EXCERPTED TEXT -
------

    Finally, (imperative) data binding is really just a generalized Observer pattern where the Subject and Observer use a Registrar to completely decouple from one another and maintain anonymity. The Observer doesn't care who the Subject is, and only cares about being able to write distributed, ad-hoc queries (a'la Linda and Concurrent Prolog). Of course, these distributed, ad-hoc queries can be hard to see as such in some data binding examples, such as the WPF one, since the Binding class allows developers to use open recursion to create conditional binding rules. A good example is Paul Stovall's DelayBinding class, which allows an Observer to specify a distributed, ad-hoc query demanding for a Subject to provide some data after some time span has lapsed. The motivating problem is delayed search such as the Google Search textbox feature that recommends search auto-completion and results as the user types, but not update so often as to give users seizures :)

    In this regard, (imperative) data binding shares the same characteristic as MVC, since, again, the changed object DOES NOT have to know all of its sources of change. Also, thanks to open recursion, different policies for subscribing to updates can be 'mixed in'.

    Am I speaking heresy? There are other issues I plan to point out, but one at a time...

  6. William Cook said: "I'm arguing for MV where the full view V could be decomposed into a small output-only view v and event controller c. You might want to look more closely at the old COM-based MFC library, where it was fairly common to define new widget types, although the tended to be wrapped versions of some more primitive views."

    This is called Document-View architecture in 'Softie speak.

    The major reason you don't want to use Document-View architecture is because it doesn't allow for complex View update rules. Creating new widgets in MFC was not as common as you suggest, and certainly nowhere near as common as the explosion of custom controls in WPF and Silverlight.
------
DATA SHOWN -
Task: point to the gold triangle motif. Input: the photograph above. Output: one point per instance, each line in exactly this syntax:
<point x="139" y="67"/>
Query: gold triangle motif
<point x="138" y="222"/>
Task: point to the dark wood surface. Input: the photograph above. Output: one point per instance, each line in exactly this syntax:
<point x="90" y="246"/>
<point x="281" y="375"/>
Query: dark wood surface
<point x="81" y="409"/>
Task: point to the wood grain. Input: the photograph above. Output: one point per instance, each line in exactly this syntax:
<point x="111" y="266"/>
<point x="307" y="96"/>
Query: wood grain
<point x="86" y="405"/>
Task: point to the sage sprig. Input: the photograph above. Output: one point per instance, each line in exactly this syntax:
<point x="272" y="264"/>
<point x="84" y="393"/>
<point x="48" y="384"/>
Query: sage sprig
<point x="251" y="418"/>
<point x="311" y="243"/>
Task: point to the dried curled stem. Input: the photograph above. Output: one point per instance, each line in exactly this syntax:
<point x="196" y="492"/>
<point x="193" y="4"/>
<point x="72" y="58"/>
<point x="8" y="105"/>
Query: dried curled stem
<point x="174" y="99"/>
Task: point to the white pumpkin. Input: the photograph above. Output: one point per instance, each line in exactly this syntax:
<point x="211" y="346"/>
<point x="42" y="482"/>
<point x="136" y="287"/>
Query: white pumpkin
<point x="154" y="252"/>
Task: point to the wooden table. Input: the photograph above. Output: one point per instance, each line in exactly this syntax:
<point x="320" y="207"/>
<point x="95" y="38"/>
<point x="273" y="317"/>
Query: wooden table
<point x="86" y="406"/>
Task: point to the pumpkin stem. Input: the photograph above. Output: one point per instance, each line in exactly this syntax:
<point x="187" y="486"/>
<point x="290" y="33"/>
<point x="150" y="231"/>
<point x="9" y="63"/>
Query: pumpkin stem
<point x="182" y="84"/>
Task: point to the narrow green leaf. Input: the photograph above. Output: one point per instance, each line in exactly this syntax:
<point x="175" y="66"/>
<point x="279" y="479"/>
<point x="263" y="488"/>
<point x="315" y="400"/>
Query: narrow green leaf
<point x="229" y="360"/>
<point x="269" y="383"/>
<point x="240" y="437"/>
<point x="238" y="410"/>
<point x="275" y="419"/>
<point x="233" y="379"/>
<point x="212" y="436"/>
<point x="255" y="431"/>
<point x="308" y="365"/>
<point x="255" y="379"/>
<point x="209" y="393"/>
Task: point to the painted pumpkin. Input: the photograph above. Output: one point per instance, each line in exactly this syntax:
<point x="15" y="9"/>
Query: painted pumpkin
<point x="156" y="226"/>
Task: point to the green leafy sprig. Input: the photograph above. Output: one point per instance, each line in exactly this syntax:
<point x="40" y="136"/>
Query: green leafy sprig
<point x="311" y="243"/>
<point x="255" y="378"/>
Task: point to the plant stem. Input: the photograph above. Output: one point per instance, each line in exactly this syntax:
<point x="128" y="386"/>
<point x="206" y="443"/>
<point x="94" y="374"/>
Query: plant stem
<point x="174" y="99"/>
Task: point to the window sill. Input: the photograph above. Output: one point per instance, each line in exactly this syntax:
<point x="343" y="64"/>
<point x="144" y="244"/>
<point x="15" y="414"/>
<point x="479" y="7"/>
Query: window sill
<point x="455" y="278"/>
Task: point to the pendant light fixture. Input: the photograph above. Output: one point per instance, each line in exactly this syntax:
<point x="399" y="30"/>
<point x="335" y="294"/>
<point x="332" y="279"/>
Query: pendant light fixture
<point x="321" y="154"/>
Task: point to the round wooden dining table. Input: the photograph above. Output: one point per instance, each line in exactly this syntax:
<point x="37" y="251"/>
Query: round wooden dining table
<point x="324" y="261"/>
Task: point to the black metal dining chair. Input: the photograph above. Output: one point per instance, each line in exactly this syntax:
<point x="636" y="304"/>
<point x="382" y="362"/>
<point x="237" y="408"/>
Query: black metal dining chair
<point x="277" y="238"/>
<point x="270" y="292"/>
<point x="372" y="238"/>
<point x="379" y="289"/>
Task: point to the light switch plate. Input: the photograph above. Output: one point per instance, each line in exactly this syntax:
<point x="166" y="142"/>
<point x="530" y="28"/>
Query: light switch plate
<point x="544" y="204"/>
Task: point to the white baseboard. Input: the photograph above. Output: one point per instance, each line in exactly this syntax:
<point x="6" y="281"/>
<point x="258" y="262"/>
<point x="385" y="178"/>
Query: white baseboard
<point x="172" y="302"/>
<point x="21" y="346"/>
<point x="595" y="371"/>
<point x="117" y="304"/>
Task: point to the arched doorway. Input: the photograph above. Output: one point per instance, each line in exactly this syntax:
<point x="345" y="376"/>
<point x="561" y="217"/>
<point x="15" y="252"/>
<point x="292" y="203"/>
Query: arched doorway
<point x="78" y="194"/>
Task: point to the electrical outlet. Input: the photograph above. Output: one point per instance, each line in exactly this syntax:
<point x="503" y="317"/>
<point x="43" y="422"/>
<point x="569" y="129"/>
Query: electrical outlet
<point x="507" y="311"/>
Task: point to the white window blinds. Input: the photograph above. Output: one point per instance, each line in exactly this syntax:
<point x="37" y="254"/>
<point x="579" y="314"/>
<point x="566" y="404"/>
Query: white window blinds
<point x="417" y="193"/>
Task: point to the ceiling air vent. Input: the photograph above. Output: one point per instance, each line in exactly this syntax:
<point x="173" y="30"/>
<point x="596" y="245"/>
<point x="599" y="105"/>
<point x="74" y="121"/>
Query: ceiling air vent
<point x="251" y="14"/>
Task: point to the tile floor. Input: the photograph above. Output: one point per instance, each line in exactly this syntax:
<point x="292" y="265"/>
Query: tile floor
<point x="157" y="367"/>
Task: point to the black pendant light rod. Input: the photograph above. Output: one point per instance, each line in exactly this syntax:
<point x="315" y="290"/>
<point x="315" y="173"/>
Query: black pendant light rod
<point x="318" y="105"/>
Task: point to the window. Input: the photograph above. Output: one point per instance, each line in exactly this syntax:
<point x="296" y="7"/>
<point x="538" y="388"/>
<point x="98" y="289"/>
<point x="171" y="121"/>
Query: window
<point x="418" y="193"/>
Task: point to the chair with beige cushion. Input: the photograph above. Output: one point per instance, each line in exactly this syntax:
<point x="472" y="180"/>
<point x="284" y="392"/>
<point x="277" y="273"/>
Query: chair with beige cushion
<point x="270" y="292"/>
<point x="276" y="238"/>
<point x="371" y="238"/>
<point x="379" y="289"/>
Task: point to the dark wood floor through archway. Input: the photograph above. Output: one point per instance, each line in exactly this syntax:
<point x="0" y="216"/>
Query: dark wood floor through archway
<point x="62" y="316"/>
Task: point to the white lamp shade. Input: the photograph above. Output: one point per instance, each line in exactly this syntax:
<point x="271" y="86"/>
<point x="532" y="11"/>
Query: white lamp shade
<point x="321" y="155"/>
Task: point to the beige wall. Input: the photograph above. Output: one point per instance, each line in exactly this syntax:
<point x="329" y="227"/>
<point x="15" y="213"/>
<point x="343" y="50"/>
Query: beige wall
------
PROBLEM TO SOLVE -
Extend the forum excerpt on data binding and Document-View architecture with a few more sentences that pick up after its final line. The material comes from a separate source and is unrelated to the excerpt on data binding and MVC.

RESULT OF THE EXERCISE -
    For a complex View update rules example, how would you design a spreadsheet or data grid control using Document-View architecture? As I recently posted on my blog a few weeks ago, Alan Kay's group developed spreadsheet software in which every spreadsheet cell had its own MVC. When user asked the spreadsheet software to graph a range of cells, the graph would ask each cell where it should be drawn, what color (the cell would ask itself, "Am I positive? Then I'm Black, too"), etc.

    The cell passed forward its capabilities to the graph, potentially allowing for rich interactions like drilling down into a point on the graph or tagging the point on the graph with a note. For example, a graph showing each US President's approval rating might tag points in the timeline with things like "September 11th Twin Towers Terrorist Attack" to demonstrate the sudden jump in George Bush's approval ratings. In this regard, the graph doesn't know what it is rendering, it only knows one responsibility: make sure things look good. This is an especially appealing way to design graphical components, especially when you consider known hard problems like labeling pie slices in pie charts. The responsibility of the pie chart in this scenario is to provide a heuristic that provides close to optimal labeling.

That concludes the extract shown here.